The exercise
Reproduce the lines in the records below verbatim, everything from the line containing "Where can you see the steep" down to the line containing "column 215, row 51", both included, and nothing else.

(Dataset excerpts on object pointing)
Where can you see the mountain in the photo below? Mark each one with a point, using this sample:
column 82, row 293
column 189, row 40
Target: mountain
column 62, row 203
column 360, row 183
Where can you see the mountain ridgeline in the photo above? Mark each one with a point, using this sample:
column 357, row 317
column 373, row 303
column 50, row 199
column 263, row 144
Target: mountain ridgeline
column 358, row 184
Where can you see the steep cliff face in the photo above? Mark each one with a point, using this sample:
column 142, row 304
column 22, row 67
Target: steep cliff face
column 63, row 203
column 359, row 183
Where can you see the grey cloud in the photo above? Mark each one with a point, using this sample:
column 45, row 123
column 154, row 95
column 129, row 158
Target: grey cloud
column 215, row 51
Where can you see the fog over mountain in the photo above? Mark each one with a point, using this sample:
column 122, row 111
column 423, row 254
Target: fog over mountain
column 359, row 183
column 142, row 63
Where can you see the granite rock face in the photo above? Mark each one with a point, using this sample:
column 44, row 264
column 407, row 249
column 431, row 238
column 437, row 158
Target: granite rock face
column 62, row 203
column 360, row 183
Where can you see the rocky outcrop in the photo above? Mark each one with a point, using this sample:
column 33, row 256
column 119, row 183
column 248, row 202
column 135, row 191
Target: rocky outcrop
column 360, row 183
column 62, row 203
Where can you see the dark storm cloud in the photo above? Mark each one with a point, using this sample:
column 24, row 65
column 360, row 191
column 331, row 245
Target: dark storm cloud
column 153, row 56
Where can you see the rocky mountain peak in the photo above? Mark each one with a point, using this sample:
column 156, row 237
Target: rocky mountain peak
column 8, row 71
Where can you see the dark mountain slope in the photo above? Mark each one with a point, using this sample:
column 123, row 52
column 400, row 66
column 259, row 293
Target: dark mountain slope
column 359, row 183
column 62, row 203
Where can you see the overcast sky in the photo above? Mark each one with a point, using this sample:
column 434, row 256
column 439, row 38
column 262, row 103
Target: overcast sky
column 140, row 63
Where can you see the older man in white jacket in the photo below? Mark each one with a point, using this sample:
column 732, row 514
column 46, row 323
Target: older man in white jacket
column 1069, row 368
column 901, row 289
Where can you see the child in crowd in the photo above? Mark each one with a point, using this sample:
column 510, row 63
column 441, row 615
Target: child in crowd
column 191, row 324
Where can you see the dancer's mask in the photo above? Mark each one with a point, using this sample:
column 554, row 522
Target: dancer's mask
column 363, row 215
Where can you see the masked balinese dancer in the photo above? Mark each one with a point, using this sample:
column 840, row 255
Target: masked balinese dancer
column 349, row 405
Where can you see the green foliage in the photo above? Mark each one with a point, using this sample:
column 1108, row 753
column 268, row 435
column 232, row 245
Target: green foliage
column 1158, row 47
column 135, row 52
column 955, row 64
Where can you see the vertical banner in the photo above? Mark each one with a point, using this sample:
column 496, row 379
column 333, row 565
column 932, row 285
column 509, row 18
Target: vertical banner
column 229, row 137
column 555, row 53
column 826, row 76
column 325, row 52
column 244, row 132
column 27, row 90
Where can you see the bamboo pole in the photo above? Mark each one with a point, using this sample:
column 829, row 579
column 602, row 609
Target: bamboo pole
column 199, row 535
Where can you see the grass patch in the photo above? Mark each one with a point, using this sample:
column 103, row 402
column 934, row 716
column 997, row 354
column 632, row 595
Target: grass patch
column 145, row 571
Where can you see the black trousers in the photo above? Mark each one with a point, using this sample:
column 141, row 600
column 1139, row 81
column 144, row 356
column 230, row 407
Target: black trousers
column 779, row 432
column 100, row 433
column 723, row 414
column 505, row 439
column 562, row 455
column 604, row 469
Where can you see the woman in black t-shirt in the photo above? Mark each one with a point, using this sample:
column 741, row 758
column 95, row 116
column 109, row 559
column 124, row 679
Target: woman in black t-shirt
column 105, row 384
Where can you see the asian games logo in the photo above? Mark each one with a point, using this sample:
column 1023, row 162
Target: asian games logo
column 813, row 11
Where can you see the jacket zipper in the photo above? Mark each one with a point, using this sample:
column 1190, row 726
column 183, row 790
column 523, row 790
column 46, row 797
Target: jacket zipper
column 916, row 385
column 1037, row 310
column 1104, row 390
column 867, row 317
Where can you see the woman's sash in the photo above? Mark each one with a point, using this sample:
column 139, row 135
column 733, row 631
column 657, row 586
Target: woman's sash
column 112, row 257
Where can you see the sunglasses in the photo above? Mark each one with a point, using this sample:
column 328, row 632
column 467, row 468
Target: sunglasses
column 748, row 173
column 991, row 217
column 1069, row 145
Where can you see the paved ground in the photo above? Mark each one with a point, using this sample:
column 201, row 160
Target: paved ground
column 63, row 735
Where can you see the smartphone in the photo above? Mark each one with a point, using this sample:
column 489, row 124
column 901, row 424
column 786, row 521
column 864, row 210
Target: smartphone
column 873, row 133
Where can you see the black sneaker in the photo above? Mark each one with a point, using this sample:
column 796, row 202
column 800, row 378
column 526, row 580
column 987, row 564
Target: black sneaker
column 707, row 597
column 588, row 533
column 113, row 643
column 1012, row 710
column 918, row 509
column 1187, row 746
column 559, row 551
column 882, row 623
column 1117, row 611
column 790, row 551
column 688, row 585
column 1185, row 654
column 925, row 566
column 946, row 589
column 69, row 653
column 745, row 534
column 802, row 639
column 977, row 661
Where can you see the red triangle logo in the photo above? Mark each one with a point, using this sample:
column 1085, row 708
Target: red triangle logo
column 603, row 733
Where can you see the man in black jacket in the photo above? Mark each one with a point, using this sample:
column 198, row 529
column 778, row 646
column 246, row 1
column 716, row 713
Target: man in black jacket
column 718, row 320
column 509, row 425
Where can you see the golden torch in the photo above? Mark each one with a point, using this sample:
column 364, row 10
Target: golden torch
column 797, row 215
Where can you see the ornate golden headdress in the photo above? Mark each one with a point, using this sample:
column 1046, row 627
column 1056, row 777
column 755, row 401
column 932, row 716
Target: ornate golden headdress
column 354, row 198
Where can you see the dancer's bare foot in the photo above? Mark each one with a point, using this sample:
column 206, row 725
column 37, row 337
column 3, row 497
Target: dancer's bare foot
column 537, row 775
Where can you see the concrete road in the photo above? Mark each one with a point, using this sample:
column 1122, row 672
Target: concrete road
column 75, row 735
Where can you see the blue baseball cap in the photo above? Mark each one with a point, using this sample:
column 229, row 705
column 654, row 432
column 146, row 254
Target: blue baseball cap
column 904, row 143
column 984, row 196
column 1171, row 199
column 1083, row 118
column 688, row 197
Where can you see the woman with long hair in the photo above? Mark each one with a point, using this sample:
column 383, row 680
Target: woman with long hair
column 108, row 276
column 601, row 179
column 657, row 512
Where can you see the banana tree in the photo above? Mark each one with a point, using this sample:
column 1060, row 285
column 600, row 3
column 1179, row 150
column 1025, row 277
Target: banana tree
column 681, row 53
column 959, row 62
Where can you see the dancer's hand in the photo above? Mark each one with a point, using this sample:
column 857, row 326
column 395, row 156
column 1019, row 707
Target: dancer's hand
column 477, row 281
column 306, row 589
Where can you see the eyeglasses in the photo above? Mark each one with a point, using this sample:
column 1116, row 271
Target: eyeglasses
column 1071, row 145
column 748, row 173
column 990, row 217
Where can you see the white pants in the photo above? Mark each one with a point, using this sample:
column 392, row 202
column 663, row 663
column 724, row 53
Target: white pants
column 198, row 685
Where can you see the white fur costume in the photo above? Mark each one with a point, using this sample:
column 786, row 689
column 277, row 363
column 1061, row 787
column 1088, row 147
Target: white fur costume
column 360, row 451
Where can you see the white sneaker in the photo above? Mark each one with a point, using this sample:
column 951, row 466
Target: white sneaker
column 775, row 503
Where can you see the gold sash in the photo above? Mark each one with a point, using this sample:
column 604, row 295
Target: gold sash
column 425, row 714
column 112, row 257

Correct response
Where can you see the steep cliff face in the photo above? Mark each one with a point, using this sample:
column 142, row 304
column 22, row 67
Target: steep cliff face
column 63, row 203
column 359, row 183
Where can you see the grey cloud in the photo above? Mark each one with a point, using this sample:
column 45, row 123
column 154, row 95
column 129, row 158
Target: grey cloud
column 215, row 51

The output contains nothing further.